[Text under study Boundary: Start]

In 1985, Lapeña-Bonifacio's Papet Pasyon (Puppet Passion Play) was staged for the first time. The play translates the Filipino tradition of reciting the death and resurrection of Jesus into a puppet version for children, and has been staged annually since 1985. It was initially performed at the Cultural Center of the Philippines and was later staged at the University of the Philippines, Intramuros, and other provinces.

===Later years===
The 1991 Mount Pinatubo eruption which devastated numerous provinces in the Philippines highly influenced Lapeña-Bonifacio's craft. Through the University of the Philippines College of Medicine's advice, the Teatrong Mulat showed Pinatubo's traumatized children their plays to help the children in coping with the horrors caused by the eruption. In the next few years, Mulat performed in 30 refugee or relocation sites in Pampanga and Zambales. Each site would have approximately 100 children.

[Text under study Boundary: End]

> **Assigned task 1**:
Retype the section of the passage about Lapeña-Bonifacio that opens with the words containing "In 1985, Lapeña-Bonifacio's" and closes with "and other provinces.".
> **Assigned task 2**:
According to the passage about Lapeña-Bonifacio, where was Papet Pasyon first performed?

[Excerpted records Boundary: Start]

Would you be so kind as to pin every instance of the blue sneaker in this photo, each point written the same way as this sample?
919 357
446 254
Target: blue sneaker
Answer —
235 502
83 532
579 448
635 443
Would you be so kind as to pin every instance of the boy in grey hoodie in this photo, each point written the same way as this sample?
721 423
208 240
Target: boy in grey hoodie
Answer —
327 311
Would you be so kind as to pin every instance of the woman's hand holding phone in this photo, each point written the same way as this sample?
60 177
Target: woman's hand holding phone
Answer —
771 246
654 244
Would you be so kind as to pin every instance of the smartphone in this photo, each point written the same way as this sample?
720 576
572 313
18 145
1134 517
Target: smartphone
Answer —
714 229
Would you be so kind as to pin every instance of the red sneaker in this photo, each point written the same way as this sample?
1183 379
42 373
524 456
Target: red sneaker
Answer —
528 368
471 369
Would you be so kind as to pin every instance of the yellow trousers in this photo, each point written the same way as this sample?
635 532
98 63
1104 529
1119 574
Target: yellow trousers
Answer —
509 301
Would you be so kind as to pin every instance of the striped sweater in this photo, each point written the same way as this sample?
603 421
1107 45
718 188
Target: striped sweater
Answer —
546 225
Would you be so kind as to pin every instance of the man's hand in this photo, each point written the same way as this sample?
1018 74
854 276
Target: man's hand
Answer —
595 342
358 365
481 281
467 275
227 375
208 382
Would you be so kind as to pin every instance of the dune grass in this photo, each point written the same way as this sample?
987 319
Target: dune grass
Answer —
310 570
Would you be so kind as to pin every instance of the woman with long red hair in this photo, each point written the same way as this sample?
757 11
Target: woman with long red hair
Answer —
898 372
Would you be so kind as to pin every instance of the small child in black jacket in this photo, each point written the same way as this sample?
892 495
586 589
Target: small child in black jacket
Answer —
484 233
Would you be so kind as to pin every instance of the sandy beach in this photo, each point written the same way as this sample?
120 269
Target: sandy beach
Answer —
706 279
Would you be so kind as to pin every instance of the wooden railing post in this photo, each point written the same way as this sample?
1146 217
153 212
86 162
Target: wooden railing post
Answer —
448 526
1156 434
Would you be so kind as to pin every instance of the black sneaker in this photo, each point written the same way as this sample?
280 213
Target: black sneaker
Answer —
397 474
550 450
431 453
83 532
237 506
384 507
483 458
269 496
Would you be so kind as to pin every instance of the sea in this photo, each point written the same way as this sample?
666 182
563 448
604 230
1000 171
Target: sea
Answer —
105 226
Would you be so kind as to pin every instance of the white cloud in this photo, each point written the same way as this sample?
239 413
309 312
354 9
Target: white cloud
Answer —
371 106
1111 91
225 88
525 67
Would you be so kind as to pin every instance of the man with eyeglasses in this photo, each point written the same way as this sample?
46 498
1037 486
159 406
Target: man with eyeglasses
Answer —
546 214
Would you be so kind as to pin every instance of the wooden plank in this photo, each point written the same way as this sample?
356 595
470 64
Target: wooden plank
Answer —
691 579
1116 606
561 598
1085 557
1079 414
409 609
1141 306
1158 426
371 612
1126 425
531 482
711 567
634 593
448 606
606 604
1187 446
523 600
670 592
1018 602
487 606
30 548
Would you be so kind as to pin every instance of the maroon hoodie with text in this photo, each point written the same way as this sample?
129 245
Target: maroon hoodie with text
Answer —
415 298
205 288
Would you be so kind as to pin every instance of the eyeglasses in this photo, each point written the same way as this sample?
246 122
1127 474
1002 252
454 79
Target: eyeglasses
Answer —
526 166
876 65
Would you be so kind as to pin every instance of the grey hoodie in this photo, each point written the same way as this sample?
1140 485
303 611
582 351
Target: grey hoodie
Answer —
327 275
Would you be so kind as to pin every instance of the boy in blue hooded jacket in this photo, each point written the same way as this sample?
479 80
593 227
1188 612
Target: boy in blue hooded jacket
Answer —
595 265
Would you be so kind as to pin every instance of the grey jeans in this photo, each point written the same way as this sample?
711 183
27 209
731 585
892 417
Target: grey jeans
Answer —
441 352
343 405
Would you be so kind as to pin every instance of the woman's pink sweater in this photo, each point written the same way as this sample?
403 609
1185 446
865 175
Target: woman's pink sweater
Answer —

[Excerpted records Boundary: End]

> **Final answer 1**:
In 1985, Lapeña-Bonifacio's Papet Pasyon (Puppet Passion Play) was staged for the first time. The play translates the Filipino tradition of reciting the death and resurrection of Jesus into a puppet version for children, and has been staged annually since 1985. It was initially performed at the Cultural Center of the Philippines and was later staged at the University of the Philippines, Intramuros, and other provinces.

> **Final answer 2**:
At the Cultural Center of the Philippines.